Records provided:

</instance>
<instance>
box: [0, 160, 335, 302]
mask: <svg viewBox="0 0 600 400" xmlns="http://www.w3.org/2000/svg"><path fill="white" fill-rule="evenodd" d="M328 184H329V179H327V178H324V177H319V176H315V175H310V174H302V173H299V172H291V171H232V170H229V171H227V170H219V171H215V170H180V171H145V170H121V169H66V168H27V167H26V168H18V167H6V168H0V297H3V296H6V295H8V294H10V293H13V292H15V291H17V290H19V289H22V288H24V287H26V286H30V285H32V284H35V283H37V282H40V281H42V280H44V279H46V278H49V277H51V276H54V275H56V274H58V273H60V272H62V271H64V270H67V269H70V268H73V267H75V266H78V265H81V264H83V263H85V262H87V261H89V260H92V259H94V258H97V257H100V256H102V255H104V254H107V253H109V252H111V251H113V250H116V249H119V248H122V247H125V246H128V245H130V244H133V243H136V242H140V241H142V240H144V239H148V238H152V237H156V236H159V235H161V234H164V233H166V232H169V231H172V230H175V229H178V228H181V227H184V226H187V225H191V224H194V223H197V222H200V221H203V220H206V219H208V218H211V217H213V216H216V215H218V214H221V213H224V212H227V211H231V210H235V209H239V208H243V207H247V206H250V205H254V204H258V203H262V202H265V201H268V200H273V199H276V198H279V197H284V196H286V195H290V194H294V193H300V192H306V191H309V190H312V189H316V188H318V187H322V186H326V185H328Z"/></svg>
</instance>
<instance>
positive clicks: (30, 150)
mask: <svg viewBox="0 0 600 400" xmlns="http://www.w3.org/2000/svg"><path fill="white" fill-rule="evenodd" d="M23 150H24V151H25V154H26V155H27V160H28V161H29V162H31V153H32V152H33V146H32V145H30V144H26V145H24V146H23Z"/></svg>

Prompt: Reproduce the full set of entries above exactly, without dropping a line.

Exercise result:
</instance>
<instance>
box: [0, 160, 335, 302]
mask: <svg viewBox="0 0 600 400" xmlns="http://www.w3.org/2000/svg"><path fill="white" fill-rule="evenodd" d="M328 184H329V179H327V178H324V177H319V176H315V175H310V174H302V173H299V172H291V171H232V170H229V171H227V170H219V171H215V170H180V171H145V170H121V169H66V168H27V167H26V168H18V167H6V168H0V297H3V296H6V295H8V294H10V293H13V292H15V291H17V290H19V289H22V288H24V287H26V286H30V285H32V284H35V283H37V282H40V281H42V280H44V279H46V278H49V277H51V276H54V275H56V274H58V273H60V272H62V271H64V270H67V269H70V268H73V267H75V266H78V265H81V264H83V263H85V262H87V261H89V260H92V259H94V258H97V257H100V256H102V255H104V254H107V253H109V252H111V251H113V250H116V249H119V248H122V247H125V246H128V245H130V244H133V243H136V242H140V241H142V240H144V239H148V238H152V237H156V236H159V235H161V234H164V233H166V232H169V231H172V230H175V229H178V228H181V227H184V226H187V225H191V224H194V223H197V222H200V221H203V220H206V219H208V218H211V217H213V216H216V215H218V214H221V213H224V212H227V211H231V210H235V209H239V208H243V207H247V206H250V205H254V204H258V203H262V202H265V201H268V200H273V199H276V198H279V197H284V196H286V195H290V194H294V193H300V192H306V191H309V190H312V189H316V188H318V187H322V186H326V185H328Z"/></svg>
</instance>
<instance>
positive clicks: (30, 150)
mask: <svg viewBox="0 0 600 400" xmlns="http://www.w3.org/2000/svg"><path fill="white" fill-rule="evenodd" d="M23 150H24V151H25V154H26V155H27V160H28V161H29V162H31V153H32V152H33V146H32V145H30V144H26V145H24V146H23Z"/></svg>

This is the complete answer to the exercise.